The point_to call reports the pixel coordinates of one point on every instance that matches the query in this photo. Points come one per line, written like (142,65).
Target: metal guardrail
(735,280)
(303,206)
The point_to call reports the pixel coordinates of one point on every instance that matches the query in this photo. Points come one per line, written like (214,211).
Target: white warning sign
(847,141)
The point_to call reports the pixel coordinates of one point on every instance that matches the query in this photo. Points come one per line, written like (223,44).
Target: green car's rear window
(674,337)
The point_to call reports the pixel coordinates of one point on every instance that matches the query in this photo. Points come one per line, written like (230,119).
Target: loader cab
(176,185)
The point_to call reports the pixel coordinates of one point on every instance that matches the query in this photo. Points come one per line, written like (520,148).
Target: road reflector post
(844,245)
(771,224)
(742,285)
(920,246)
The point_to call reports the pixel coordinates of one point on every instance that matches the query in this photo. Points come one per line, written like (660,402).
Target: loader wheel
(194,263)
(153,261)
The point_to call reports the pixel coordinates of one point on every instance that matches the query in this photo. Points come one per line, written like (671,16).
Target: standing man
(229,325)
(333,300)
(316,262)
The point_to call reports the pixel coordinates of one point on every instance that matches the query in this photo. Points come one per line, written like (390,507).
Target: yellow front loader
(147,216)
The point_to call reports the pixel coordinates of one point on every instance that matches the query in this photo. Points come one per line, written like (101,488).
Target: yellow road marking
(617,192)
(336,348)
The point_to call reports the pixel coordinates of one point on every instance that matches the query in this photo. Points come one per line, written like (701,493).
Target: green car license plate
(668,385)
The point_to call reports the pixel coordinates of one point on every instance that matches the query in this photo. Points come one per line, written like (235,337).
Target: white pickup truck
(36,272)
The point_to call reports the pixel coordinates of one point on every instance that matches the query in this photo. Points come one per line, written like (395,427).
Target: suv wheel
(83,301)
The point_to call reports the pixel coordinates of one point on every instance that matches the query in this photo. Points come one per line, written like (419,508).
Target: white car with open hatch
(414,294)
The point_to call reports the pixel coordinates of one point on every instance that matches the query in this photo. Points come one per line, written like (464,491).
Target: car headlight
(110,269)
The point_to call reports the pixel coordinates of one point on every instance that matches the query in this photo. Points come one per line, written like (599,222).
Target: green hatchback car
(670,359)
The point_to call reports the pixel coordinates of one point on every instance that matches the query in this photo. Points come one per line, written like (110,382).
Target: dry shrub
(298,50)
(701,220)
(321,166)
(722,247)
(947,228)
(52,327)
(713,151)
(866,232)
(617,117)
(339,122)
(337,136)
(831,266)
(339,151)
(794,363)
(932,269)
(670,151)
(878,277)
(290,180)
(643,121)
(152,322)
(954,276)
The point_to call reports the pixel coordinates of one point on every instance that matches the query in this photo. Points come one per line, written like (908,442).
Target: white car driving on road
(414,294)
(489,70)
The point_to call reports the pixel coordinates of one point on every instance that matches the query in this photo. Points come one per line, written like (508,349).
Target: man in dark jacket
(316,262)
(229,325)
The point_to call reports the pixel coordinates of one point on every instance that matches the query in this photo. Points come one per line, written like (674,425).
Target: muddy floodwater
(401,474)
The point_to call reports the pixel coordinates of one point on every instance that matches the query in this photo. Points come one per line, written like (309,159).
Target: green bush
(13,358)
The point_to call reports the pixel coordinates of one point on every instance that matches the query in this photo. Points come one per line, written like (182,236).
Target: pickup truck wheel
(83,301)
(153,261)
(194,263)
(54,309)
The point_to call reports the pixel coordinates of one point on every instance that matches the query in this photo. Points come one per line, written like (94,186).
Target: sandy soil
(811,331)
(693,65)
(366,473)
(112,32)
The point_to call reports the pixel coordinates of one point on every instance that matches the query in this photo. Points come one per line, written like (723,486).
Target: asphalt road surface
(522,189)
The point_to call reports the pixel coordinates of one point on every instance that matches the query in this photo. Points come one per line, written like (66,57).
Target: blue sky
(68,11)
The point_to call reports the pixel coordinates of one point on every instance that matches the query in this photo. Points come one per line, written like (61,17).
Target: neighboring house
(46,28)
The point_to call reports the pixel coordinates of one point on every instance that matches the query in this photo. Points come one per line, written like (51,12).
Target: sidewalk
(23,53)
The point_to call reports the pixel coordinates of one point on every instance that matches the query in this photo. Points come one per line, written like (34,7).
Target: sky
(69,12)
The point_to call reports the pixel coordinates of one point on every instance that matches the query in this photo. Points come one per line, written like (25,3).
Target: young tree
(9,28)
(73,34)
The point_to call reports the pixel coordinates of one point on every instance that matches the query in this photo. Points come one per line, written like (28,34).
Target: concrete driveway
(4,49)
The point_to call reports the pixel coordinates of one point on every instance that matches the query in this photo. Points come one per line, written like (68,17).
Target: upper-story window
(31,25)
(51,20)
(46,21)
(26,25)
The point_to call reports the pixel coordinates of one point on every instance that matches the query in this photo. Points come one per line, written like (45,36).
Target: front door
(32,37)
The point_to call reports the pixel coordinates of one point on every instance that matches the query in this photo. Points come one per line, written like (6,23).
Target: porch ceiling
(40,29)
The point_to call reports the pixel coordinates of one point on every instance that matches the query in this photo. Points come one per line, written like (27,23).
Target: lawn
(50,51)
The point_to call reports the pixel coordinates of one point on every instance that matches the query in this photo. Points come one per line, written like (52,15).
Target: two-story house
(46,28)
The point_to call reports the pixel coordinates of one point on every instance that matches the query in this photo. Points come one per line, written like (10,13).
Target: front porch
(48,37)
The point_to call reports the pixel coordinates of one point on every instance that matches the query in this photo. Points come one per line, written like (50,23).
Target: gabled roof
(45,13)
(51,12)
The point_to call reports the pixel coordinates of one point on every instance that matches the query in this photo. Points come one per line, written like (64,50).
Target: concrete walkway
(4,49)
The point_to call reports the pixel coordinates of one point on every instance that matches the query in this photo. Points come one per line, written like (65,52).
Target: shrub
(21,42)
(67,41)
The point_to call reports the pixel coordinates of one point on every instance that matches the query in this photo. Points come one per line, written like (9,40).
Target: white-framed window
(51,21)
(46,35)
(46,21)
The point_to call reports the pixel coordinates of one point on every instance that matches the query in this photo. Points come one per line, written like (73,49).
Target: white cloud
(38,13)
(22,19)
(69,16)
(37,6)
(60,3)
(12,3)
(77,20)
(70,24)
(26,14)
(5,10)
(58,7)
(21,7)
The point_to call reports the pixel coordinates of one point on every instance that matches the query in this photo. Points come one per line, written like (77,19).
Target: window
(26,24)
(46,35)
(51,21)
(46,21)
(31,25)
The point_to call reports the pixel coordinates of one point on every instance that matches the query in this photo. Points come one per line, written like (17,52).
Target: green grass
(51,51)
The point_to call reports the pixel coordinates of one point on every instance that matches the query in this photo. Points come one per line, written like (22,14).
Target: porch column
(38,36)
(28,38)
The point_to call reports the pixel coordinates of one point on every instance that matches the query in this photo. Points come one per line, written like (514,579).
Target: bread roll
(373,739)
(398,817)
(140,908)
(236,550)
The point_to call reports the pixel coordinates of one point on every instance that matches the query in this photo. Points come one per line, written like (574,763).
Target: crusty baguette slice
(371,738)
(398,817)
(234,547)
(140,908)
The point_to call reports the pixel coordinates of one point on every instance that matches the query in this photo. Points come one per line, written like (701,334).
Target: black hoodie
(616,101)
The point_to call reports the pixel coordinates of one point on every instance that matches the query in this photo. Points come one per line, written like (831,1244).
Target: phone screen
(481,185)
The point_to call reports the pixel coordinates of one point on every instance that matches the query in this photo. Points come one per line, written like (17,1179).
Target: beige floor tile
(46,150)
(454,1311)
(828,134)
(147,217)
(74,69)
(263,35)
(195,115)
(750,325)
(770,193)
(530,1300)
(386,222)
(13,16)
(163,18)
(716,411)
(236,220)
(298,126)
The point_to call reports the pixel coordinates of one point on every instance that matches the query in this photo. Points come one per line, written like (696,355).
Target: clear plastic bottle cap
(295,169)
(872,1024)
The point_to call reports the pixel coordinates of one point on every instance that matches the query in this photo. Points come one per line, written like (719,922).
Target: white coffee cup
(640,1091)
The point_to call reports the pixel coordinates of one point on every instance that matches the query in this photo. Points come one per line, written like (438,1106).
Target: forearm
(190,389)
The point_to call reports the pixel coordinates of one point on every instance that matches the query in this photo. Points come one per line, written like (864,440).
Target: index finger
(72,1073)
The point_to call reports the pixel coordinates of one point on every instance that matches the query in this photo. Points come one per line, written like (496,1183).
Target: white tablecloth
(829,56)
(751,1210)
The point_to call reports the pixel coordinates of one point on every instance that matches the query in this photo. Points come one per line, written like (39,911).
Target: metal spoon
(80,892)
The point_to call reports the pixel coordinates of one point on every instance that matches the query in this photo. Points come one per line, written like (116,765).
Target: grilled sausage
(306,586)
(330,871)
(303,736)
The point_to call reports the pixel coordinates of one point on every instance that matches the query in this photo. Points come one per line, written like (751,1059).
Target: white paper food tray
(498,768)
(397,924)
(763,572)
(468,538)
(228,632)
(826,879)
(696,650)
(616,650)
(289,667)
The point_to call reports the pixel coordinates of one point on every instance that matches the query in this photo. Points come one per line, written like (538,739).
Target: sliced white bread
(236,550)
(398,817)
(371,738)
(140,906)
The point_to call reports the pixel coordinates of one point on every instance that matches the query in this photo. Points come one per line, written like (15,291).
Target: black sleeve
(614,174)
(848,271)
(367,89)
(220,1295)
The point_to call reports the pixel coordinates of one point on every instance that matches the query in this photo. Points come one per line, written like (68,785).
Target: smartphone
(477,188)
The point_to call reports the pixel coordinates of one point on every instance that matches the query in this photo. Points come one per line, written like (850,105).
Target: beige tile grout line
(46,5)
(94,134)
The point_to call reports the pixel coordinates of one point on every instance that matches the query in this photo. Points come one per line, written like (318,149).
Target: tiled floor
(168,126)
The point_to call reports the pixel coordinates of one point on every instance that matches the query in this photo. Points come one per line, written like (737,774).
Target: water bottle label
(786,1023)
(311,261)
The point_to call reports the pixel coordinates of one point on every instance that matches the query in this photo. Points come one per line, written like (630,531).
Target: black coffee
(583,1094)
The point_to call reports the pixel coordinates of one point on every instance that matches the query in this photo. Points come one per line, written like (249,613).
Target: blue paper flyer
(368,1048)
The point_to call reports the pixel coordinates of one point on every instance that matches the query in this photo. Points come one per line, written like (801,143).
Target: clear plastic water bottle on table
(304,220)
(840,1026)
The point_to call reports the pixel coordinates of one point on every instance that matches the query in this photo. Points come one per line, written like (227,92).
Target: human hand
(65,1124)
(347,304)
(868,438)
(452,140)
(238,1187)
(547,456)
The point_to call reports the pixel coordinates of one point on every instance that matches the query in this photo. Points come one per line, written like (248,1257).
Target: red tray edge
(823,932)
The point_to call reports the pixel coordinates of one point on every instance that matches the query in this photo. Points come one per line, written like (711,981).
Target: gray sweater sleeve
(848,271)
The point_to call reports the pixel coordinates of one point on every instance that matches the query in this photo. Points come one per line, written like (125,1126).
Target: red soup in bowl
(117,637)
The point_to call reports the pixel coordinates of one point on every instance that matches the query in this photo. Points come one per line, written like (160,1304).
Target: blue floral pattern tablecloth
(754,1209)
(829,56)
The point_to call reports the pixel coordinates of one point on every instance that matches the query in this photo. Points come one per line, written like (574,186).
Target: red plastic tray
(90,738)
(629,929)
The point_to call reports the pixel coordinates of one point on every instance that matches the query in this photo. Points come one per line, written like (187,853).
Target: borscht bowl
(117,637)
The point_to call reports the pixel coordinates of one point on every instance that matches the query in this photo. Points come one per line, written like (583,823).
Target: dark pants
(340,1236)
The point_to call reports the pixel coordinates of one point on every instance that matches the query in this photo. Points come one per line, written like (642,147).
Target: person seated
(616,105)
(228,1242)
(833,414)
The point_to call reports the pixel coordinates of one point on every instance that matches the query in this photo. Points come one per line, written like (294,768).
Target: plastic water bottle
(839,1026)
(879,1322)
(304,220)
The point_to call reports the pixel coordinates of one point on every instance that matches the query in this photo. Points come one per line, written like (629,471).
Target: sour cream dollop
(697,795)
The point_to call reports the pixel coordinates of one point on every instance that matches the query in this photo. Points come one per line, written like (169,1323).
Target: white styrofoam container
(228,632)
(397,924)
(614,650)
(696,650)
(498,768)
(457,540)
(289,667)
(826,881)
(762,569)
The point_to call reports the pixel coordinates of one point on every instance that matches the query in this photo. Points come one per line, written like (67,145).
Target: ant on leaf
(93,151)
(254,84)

» WORK REQUEST
Above are the records. Copy the lines beginning at the one that has "Target: lawn" and ending with the one that has "written like (50,23).", unchanged.

» OUTPUT OF THE TASK
Target: lawn
(50,51)
The point_to call reports the pixel coordinates of one point on every instance that matches the query in this photo. Points come one per line, written like (52,15).
Target: two-story house
(46,28)
The point_to call reports the pixel coordinates of one point on every instance that matches the query in this photo. Points come one per line, written like (10,13).
Target: front porch
(48,37)
The point_to call reports the pixel coordinates of one point on every instance that matches the query in this photo. Points come one per line, written like (50,23).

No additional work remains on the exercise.